> **WHAT THIS TASK INVOLVES**
Give every line of the data below as a Markdown table with two columns, Row for the row number and Line for the text of the line, leaving out any blank lines.

**** EXTRACTED ENTRIES ****

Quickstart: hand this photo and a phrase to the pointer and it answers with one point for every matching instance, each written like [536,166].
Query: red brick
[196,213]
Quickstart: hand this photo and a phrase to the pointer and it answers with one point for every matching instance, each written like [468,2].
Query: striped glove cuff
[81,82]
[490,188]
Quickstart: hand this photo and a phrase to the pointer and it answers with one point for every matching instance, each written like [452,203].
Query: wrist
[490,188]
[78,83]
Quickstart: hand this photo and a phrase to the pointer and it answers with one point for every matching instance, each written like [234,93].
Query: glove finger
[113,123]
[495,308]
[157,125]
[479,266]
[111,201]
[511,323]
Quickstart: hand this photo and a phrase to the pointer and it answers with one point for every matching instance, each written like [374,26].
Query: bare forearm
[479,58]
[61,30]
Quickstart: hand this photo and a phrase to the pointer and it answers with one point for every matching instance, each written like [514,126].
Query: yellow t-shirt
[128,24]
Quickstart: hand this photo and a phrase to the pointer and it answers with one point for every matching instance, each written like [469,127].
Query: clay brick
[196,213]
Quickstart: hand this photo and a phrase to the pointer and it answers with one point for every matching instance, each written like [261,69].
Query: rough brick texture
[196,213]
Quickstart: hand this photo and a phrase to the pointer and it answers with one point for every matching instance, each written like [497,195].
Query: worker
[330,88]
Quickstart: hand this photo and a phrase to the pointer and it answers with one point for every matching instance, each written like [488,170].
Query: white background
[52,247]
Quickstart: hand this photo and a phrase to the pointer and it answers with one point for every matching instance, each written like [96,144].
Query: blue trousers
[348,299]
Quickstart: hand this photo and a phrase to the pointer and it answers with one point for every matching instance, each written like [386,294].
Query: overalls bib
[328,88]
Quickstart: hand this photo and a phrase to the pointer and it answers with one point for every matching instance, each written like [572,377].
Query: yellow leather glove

****

> **IN RESPONSE**
| Row | Line |
|---|---|
| 1 | Quickstart: hand this photo and a phrase to the pointer and it answers with one point for every matching instance, each written like [536,166]. |
| 2 | Query: red brick |
| 3 | [196,213] |
| 4 | Quickstart: hand this photo and a phrase to the pointer and it answers with one point for every matching instance, each written like [468,2]. |
| 5 | Query: striped glove cuff |
| 6 | [81,82] |
| 7 | [490,188] |
| 8 | Quickstart: hand this photo and a phrase to the pointer and it answers with one point for every matching instance, each written like [452,203]. |
| 9 | Query: wrist |
| 10 | [490,188] |
| 11 | [78,83] |
| 12 | Quickstart: hand this photo and a phrase to the pointer and it answers with one point for every matching instance, each written like [234,93]. |
| 13 | Query: glove finger |
| 14 | [113,123] |
| 15 | [495,308] |
| 16 | [157,125] |
| 17 | [479,266] |
| 18 | [111,201] |
| 19 | [511,323] |
| 20 | Quickstart: hand this photo and a phrase to the pointer and it answers with one point for every matching instance, each written like [374,26]. |
| 21 | Query: bare forearm |
| 22 | [479,58] |
| 23 | [61,30] |
| 24 | Quickstart: hand this photo and a phrase to the pointer and it answers with one point for every matching instance, each written like [514,126]. |
| 25 | Query: yellow t-shirt |
| 26 | [128,24] |
| 27 | Quickstart: hand this photo and a phrase to the pointer and it answers with one point for every matching instance, each written like [469,127]. |
| 28 | Query: clay brick |
| 29 | [196,213] |
| 30 | Quickstart: hand this photo and a phrase to the pointer and it answers with one point for every matching instance, each written like [261,69]. |
| 31 | Query: rough brick texture |
| 32 | [196,213] |
| 33 | Quickstart: hand this photo and a phrase to the pointer and it answers with one point for every matching instance, each written like [497,195]. |
| 34 | Query: worker |
| 35 | [330,88] |
| 36 | Quickstart: hand this photo and a phrase to the pointer and it answers with one point for every matching instance, each written like [488,170]. |
| 37 | Query: white background |
| 38 | [52,247] |
| 39 | Quickstart: hand this photo and a phrase to the pointer and it answers with one point for every matching instance, each written like [96,144]. |
| 40 | Query: blue trousers |
| 41 | [348,299] |
| 42 | Quickstart: hand this photo and a phrase to the pointer and it answers with one point for every matching instance, each written like [386,294]. |
| 43 | Query: overalls bib |
| 44 | [328,88] |
| 45 | Quickstart: hand this photo and a phrase to the pointer and it answers with one point for every matching instance, each written like [572,377]. |
| 46 | Query: yellow leather glove |